## start EXERCISE MATERIALS

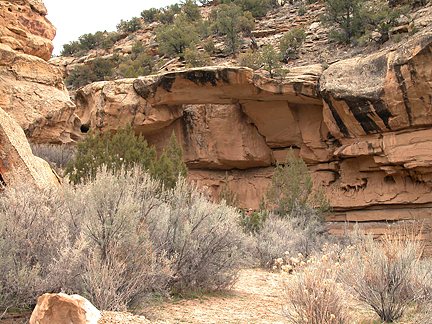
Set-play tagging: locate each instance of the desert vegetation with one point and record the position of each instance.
(127, 232)
(181, 31)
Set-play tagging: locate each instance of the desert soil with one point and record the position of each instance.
(255, 298)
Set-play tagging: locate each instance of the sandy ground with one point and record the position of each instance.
(255, 298)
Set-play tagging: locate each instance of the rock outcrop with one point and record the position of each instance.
(32, 90)
(24, 27)
(363, 125)
(17, 163)
(62, 308)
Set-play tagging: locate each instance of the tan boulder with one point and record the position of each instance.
(62, 308)
(222, 137)
(107, 105)
(17, 163)
(25, 28)
(225, 85)
(32, 92)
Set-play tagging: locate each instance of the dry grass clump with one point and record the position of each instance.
(312, 291)
(384, 274)
(114, 240)
(58, 156)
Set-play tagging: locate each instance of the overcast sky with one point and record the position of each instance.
(75, 18)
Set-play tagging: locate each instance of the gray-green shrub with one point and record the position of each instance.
(303, 233)
(201, 235)
(115, 239)
(384, 274)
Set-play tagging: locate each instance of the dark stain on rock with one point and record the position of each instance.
(298, 86)
(204, 77)
(342, 127)
(381, 110)
(402, 87)
(361, 110)
(166, 82)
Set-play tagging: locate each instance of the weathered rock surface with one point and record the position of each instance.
(363, 125)
(62, 308)
(32, 92)
(382, 92)
(17, 163)
(24, 27)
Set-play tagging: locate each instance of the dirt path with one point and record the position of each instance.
(254, 299)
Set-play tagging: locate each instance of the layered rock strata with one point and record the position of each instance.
(363, 126)
(31, 90)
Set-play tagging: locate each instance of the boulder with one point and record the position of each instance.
(17, 163)
(225, 85)
(107, 105)
(33, 93)
(222, 137)
(64, 309)
(24, 27)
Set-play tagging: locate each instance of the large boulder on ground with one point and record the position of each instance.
(17, 163)
(64, 309)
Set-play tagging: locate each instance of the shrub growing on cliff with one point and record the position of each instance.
(98, 69)
(174, 38)
(384, 274)
(123, 150)
(290, 190)
(291, 41)
(129, 26)
(345, 14)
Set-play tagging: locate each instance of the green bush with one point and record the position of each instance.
(384, 274)
(195, 58)
(84, 44)
(191, 10)
(98, 69)
(58, 156)
(201, 236)
(129, 26)
(150, 15)
(250, 59)
(122, 151)
(290, 189)
(347, 15)
(291, 41)
(230, 21)
(301, 234)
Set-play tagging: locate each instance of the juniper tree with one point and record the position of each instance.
(291, 189)
(170, 164)
(120, 151)
(345, 14)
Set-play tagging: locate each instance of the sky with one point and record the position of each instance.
(75, 18)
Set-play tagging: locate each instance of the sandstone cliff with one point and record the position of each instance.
(32, 90)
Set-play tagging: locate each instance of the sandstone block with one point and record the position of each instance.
(64, 309)
(17, 163)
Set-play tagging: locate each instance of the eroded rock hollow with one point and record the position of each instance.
(363, 126)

## end EXERCISE MATERIALS

- _THE EXERCISE_: Reproduce all of the rows above word for word, omitting the picture.

- _SOLUTION_:
Set-play tagging: locate each instance of the desert vegetation with one point and record the position of each instance.
(127, 232)
(181, 31)
Set-play tagging: locate each instance of the desert soil with one point and record the position of each instance.
(255, 298)
Set-play tagging: locate each instance of the sandy ground with one point and record the position of each instance.
(255, 298)
Set-play tagging: locate each instance of the rock outcrop with one point and record the position of each instance.
(32, 90)
(24, 27)
(363, 125)
(17, 163)
(62, 308)
Set-play tagging: locate each instance of the tan boulder with one point and record the position of each instance.
(62, 308)
(222, 137)
(107, 105)
(17, 163)
(25, 28)
(225, 85)
(32, 92)
Set-play tagging: locate each instance of the dry grass clump with one point and record the position of each instance.
(312, 291)
(384, 274)
(114, 240)
(58, 156)
Set-play tagging: locate each instance of the overcast sky with one point and record the position of each instance.
(75, 18)
Set-play tagging: locate each instance of the gray-green shrub with one point and record the position of each instance.
(303, 233)
(201, 235)
(115, 239)
(384, 274)
Set-play tagging: locate each instance of the dark stain on rock with one point and record the position of each instance.
(298, 86)
(204, 77)
(342, 127)
(381, 110)
(402, 87)
(361, 110)
(166, 82)
Set-play tagging: locate each instance of the weathered rock surface with one point and record the position of each instance.
(363, 125)
(62, 308)
(32, 92)
(382, 92)
(17, 163)
(24, 27)
Set-play tagging: locate each instance of the dirt path with one point and record the position of each instance.
(254, 299)
Set-play tagging: locate each instance of the layered rock strata with one point and record the position of each instance.
(363, 126)
(31, 90)
Set-play tagging: locate each instance of the boulder with one point and record the position of each instance.
(17, 163)
(225, 85)
(107, 105)
(33, 93)
(222, 137)
(64, 309)
(24, 27)
Set-play tagging: locate each instance of the large boulder on ground with one point and record the position of each instance.
(17, 163)
(64, 309)
Set-play tagging: locate each instance of the shrub growing on cliff with one point and record the position of each instance.
(98, 69)
(174, 38)
(384, 274)
(123, 150)
(290, 190)
(291, 41)
(129, 26)
(345, 14)
Set-play tagging: locate each instance of the green bush with one point and record the position of each instance.
(384, 274)
(195, 58)
(84, 44)
(191, 10)
(98, 69)
(58, 156)
(201, 236)
(129, 26)
(150, 15)
(250, 59)
(122, 151)
(290, 189)
(347, 15)
(291, 41)
(230, 21)
(301, 234)
Set-play tagging: locate each instance of the juniper tree with one point and record the position of each instance.
(291, 189)
(170, 164)
(120, 151)
(345, 14)
Set-play tagging: locate each instance of the sky with one point and record the position of each instance.
(75, 18)
Set-play tagging: locate each instance of the sandstone cliff with one point and record the position of each instance.
(32, 90)
Set-play tagging: locate each instance of the sandstone block with one point and record the position of each instance.
(64, 309)
(17, 163)
Set-play tagging: locate each instance of the eroded rock hollow with one point and record the position of each instance.
(363, 126)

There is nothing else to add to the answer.